§ **PROBLEM DETAILS**:
Start at the line containing "of the dark" and transcribe every line exactly through the end of the records below, and only those lines.
____________________
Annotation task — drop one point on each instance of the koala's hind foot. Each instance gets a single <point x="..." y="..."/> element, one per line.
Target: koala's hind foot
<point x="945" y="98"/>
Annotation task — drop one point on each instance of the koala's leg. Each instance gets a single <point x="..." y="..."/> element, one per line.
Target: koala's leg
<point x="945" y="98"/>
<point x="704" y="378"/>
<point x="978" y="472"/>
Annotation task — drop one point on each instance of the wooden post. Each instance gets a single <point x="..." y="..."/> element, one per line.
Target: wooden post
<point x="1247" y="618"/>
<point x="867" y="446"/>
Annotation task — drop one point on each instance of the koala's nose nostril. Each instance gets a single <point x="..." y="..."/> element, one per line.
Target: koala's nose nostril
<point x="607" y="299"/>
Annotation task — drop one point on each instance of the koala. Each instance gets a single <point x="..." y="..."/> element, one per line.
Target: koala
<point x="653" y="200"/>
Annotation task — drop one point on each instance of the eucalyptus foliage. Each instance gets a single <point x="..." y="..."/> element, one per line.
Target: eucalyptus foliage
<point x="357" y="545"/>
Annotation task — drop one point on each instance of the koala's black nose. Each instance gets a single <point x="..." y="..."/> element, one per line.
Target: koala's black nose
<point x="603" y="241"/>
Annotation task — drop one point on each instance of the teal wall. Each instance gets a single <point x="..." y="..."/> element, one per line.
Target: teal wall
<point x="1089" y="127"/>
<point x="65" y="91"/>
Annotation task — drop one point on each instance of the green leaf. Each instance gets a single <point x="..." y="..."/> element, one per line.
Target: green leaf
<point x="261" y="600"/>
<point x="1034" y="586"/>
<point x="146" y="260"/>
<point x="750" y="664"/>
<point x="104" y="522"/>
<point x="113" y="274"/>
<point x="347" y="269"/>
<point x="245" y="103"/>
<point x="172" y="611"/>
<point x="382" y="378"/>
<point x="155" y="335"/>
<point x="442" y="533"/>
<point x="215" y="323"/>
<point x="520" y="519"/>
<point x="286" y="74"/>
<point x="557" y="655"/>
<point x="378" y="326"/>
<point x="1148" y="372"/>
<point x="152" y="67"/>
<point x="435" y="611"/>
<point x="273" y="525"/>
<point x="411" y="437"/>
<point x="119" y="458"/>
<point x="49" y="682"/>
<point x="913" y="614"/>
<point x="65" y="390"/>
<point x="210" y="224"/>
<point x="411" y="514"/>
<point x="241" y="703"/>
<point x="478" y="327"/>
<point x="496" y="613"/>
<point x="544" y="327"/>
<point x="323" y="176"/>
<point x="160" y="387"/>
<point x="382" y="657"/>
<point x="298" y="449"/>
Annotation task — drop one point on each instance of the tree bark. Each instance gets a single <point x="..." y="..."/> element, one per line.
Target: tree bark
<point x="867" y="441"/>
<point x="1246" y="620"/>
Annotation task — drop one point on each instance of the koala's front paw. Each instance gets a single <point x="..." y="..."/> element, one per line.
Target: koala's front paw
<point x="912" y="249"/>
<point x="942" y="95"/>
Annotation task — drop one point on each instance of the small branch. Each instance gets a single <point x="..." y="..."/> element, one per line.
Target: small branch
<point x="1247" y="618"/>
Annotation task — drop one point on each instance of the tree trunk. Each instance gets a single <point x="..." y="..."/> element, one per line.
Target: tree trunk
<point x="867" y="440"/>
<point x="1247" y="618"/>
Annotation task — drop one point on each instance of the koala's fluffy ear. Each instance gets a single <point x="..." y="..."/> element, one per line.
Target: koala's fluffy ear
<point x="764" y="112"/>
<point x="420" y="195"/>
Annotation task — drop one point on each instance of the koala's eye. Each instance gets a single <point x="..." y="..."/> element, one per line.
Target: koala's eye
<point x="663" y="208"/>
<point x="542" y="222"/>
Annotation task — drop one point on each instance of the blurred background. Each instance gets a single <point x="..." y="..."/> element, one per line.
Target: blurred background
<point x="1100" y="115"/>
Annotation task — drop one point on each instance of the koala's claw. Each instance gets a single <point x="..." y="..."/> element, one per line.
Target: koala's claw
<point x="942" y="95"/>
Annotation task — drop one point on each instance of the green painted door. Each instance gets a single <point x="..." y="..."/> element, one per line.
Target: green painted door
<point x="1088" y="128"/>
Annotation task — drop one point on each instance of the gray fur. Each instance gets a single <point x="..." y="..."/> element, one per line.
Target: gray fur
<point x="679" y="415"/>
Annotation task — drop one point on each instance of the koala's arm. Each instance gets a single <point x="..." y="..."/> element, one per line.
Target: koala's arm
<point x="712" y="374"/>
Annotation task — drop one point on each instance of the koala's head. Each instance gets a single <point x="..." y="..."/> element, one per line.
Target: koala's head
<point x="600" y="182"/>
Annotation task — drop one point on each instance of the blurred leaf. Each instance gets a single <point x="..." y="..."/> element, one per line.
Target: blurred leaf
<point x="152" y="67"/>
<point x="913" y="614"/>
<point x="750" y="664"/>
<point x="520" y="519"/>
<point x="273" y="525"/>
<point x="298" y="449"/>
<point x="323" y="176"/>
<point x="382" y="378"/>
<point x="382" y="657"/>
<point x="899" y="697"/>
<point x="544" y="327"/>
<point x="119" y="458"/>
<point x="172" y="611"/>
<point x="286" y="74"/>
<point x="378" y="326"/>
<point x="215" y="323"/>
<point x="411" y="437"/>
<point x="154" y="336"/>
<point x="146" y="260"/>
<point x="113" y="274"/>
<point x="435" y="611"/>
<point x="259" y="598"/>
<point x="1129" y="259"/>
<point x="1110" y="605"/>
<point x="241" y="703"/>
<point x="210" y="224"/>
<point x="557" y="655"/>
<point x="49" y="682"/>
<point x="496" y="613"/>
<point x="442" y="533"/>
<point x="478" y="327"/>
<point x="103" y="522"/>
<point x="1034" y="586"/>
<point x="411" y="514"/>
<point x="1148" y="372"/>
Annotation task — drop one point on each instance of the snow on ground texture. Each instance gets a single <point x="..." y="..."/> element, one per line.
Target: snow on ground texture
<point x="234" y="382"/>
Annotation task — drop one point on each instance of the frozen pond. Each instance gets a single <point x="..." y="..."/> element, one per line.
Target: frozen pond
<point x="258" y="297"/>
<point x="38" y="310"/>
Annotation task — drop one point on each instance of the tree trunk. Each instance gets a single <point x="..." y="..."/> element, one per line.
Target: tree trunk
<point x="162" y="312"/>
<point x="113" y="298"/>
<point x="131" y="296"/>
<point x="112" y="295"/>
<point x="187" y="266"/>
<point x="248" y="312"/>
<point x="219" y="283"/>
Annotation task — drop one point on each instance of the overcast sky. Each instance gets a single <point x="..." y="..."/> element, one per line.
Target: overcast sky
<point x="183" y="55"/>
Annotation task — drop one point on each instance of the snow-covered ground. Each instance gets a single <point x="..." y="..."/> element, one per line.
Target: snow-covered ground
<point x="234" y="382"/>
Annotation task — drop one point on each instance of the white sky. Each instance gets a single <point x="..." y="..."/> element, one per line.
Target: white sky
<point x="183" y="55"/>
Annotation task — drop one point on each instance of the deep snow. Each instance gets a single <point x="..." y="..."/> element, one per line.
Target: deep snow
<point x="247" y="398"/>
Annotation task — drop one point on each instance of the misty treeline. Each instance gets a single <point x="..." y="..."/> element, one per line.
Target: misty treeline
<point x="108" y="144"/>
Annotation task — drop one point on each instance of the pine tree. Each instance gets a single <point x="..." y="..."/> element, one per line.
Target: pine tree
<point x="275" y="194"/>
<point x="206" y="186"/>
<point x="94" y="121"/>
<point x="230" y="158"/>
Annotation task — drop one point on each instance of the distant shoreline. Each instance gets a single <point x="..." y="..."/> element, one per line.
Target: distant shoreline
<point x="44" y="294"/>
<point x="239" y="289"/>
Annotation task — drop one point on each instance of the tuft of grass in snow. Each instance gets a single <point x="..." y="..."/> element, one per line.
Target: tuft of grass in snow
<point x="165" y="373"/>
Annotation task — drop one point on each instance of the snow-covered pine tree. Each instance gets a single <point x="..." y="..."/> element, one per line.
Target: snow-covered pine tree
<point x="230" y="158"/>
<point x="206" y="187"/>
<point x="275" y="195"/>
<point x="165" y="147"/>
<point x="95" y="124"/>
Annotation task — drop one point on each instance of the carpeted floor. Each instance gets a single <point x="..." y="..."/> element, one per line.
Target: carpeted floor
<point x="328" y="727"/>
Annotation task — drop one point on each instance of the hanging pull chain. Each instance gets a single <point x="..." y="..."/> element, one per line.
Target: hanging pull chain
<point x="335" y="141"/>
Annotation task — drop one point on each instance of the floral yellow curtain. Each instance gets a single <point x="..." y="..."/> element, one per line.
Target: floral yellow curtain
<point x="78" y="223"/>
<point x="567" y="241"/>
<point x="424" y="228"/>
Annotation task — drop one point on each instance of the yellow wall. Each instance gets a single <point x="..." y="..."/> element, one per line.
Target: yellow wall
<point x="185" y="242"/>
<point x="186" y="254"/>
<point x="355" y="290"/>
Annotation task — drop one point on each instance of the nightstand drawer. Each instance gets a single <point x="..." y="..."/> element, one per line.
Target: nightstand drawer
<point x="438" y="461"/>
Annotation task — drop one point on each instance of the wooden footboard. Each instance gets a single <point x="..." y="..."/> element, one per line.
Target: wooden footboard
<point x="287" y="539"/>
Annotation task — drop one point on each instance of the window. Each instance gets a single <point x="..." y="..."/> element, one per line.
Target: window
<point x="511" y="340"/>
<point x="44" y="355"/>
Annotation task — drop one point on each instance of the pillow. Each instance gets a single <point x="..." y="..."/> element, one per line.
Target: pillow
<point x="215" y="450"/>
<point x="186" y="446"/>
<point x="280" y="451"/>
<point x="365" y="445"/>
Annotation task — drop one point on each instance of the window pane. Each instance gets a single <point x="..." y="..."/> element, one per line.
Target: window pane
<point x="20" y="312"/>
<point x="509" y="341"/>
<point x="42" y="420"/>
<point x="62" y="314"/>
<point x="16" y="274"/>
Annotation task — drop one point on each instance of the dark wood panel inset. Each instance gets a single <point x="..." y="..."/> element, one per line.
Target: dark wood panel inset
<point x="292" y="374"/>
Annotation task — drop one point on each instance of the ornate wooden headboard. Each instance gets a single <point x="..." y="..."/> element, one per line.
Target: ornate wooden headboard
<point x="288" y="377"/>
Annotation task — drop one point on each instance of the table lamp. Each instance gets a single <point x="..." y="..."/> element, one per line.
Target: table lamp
____________________
§ **TASK ANSWER**:
Annotation task — drop one point on each instance of the dark wood panel inset. Each instance gets a single <point x="..." y="..."/> element, one per line.
Target: dark wood panel inset
<point x="292" y="374"/>
Annotation task — drop one point on each instance of the ornate wooden headboard. Each instance gets a single <point x="..." y="..."/> element, one per line.
Target: ornate wooden headboard
<point x="288" y="377"/>
Annotation task — drop one point on each instance of the table lamp. Each instance gets a single <point x="..." y="..."/> element, one per line.
Target: table lamp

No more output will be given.